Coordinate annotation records
○ ○ ○ ○ ○ ○ ○
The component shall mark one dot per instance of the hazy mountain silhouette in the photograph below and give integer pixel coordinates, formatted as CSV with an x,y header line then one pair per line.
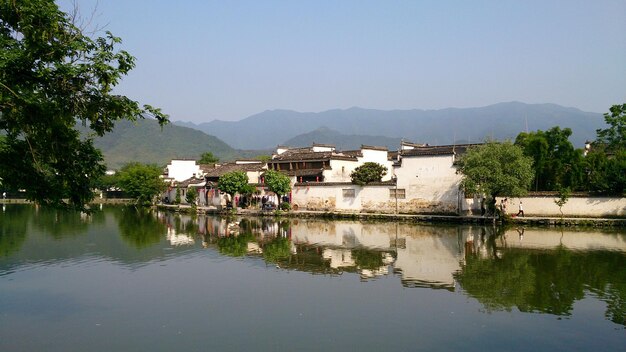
x,y
499,121
145,142
325,135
○ ○ ○ ○ ○ ○ ○
→ **Directions**: Rewrite the records above as a two-column CSV with the columns "request" and "answer," one row per request, placing each request's text and its answer in a single quoted field with line breaks replaced by spaces. Omit the pictures from the output.

→ **Expected answer**:
request,answer
"The component shall mark one dot per instance of the hazy mountain silhouette in the photograph below and give integer pixel coordinates, formatted as CSV with an x,y header line then one pair per line.","x,y 499,121 145,142 325,135"